──────── READING TEXT

The Effect of Shutting Down International Travels

Face-to-face interactions are a key component of knowledge transfer. Learning-by-doing, imitation, and tutoring are necessary tools for the acquisition of tacit knowledge: everything you need to know that cannot be encoded in a tool or in a manual. If you want to create something, the best way to do so is to be in direct contact with the people who can already do it. The proof is in business travels. Why would businesses spend a fortune — 1 trillion dollars in 2017 — to send their employees around the world ignoring the fact that we’re living in a telecommunication golden era? Because remote meetings don’t work. There are no substitutes for direct interactions. We cannot do without them. Except now we are forced to. So what’s the effect of shutting down international travels?

This is a question I set out to answer together with Frank Neffke and Ricardo Hausmann in the paper “Knowledge Diffusion in the Network of International Business Travel“, which has been published on Nature Human Behaviour. Of course, none of us took the hypothetical “international travel screeching to a halt” scenario seriously: we’re not precogs, it was merely an academic thought experiment. I must have, at some point, accidentally knocked over the lever that switched from simulation to reality. Oops.

────────────────

PROBLEM DETAILS —
For each statement, decide whether the text on shutting down international travel agrees with it. Answer yes or no, and quote the words of the text that decide it.
1. Businesses spent 1 trillion dollars on business travel in 2017.
2. The writer of the text did the research for the paper alone.
3. The paper's authors took seriously the possibility that international travel might come to a halt.

──────── STUDY MATERIAL

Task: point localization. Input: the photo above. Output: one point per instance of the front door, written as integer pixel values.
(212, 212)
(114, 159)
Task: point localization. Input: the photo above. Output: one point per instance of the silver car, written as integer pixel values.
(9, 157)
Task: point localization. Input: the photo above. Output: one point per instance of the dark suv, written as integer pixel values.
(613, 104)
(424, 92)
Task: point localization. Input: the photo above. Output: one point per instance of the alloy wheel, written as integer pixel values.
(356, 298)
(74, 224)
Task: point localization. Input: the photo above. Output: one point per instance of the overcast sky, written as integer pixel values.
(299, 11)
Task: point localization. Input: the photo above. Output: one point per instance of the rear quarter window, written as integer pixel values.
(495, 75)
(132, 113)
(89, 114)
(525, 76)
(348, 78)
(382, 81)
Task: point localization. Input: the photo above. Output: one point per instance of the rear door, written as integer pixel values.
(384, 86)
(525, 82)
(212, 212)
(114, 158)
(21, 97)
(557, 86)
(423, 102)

────────────────
──────── STUDY MATERIAL

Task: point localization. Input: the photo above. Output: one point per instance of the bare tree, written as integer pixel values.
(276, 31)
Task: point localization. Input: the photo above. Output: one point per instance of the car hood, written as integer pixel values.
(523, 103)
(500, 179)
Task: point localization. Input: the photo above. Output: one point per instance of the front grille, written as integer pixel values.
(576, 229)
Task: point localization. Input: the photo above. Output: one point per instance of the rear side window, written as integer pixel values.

────────────────

ANSWER TO THIS EXERCISE —
1. Yes: "to send their employees around the world" and "1 trillion dollars in 2017"
2. No: "together with Frank Neffke and Ricardo Hausmann"
3. No: "none of us took the hypothetical “international travel screeching to a halt” scenario seriously"